**Source material:**
____
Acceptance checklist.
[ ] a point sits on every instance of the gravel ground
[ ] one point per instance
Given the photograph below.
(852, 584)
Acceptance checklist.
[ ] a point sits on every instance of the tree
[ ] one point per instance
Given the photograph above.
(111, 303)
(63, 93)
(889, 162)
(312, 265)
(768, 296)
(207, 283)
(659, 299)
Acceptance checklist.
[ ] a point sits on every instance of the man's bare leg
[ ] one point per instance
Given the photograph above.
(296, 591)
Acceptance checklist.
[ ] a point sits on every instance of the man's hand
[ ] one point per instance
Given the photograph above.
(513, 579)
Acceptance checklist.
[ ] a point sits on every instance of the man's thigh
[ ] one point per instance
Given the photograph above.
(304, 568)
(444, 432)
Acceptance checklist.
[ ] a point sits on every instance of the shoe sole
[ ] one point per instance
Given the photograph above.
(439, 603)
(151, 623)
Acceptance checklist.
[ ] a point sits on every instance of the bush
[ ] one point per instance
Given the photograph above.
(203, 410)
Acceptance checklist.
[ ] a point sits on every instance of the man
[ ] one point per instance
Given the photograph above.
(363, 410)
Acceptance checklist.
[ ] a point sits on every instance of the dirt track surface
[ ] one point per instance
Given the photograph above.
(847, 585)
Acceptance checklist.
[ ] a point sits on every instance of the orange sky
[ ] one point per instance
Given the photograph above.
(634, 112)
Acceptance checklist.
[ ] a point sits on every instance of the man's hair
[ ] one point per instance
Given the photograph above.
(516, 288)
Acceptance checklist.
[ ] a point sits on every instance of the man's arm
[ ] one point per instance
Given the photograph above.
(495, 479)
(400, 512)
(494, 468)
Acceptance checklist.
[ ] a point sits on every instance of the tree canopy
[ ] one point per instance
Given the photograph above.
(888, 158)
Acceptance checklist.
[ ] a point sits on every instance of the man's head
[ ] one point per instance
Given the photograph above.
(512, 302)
____
**What needs to be done:**
Write out every line of the data that holds the word "tree".

**Solution for this exercise:**
[ ] a point sits on every instance of the tree
[ ] a point sits on every instance of the tree canopy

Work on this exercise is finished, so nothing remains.